-- START OF Records for the exercise --
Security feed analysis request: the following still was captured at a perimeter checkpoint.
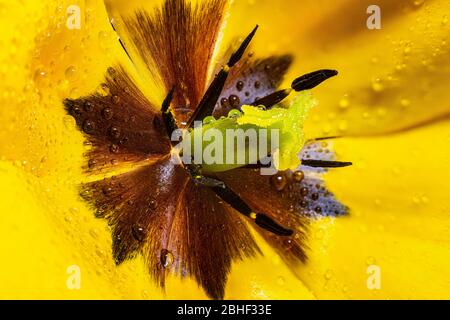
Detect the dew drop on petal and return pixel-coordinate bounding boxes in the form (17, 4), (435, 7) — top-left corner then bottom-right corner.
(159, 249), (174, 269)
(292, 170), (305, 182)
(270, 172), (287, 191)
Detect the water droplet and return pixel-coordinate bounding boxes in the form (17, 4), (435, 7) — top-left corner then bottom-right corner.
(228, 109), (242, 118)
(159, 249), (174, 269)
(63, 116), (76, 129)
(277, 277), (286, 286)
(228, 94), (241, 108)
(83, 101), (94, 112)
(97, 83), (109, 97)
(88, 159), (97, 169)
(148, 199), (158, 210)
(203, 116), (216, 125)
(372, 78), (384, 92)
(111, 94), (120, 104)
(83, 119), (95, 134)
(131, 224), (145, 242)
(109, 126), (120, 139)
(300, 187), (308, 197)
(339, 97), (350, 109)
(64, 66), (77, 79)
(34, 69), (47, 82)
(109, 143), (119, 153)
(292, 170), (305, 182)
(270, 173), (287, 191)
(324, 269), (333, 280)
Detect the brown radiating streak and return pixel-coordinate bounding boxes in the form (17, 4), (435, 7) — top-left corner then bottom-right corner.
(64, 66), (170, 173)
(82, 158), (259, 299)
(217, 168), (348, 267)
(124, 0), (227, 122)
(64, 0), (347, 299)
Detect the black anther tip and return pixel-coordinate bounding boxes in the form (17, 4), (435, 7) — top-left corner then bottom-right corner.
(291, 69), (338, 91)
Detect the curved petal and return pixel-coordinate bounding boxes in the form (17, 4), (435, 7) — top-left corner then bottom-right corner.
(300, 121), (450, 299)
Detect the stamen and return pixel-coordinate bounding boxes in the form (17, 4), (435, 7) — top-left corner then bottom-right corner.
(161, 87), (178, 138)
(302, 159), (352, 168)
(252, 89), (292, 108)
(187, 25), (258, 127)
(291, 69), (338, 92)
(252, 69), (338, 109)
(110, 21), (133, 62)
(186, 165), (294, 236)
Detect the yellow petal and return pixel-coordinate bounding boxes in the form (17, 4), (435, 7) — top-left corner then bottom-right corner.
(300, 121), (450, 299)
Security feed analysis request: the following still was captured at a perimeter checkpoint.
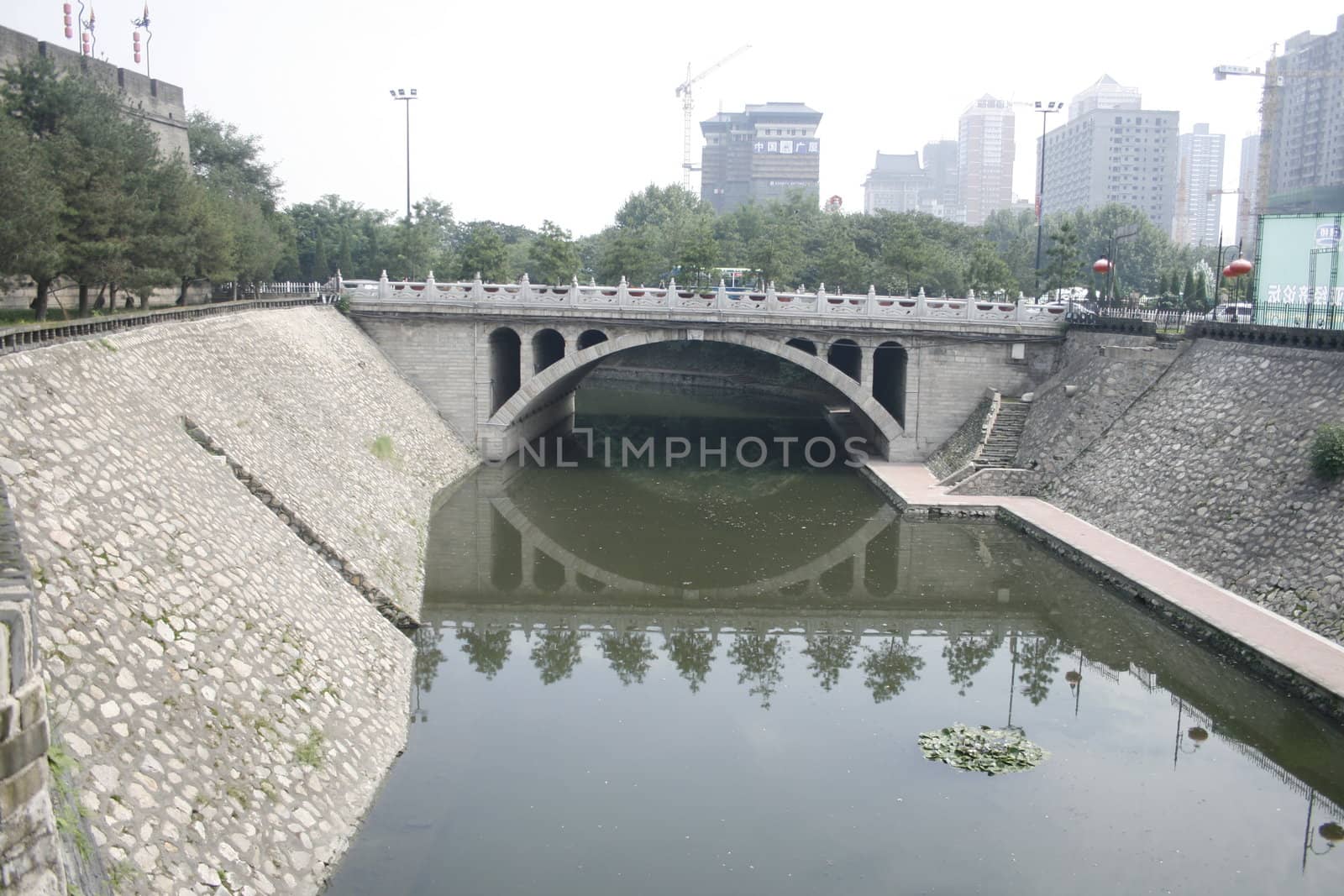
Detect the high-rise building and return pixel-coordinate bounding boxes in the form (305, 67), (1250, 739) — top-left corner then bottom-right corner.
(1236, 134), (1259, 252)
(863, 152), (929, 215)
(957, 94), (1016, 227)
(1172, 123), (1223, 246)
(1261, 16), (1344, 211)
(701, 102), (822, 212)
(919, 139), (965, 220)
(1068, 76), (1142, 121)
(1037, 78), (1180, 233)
-- END OF Records for the exercise --
Scale the records between the line holding "Detect the water" and the line holding "(291, 69), (338, 91)", inclusive, rewriting every line with the requests kept in place. Multiply each bounding-box coordinate by 1.75 and round to a whole number, with halves rounded up, but leave the requests and their sample format numbers as they are.

Result —
Detect the water droplet and return pixel-coordinate bounding boxes in the form (17, 4), (435, 7) — top-left corner then bottom-right corner.
(399, 191), (424, 207)
(278, 436), (305, 471)
(110, 203), (133, 226)
(485, 485), (501, 501)
(399, 165), (422, 189)
(145, 177), (165, 196)
(170, 145), (191, 170)
(154, 278), (170, 296)
(259, 348), (277, 368)
(355, 203), (378, 219)
(651, 137), (672, 161)
(194, 165), (210, 182)
(145, 208), (166, 235)
(229, 392), (254, 424)
(191, 221), (210, 243)
(525, 327), (539, 345)
(593, 170), (613, 191)
(112, 116), (135, 138)
(60, 121), (82, 144)
(191, 250), (208, 268)
(511, 298), (534, 319)
(473, 303), (502, 334)
(567, 471), (583, 490)
Detect the brown radiating streak and return pixel-coordinate bounding boxes in the form (17, 4), (435, 7) — top-left corner then bottom-right corner.
(112, 116), (298, 303)
(144, 277), (453, 523)
(380, 294), (609, 467)
(217, 0), (397, 214)
(112, 0), (607, 523)
Detect the black anther tip and return pixel-coordinate bounding boxes in the form (17, 4), (435, 7) — top-left corner then bottom-right corner.
(509, 121), (592, 159)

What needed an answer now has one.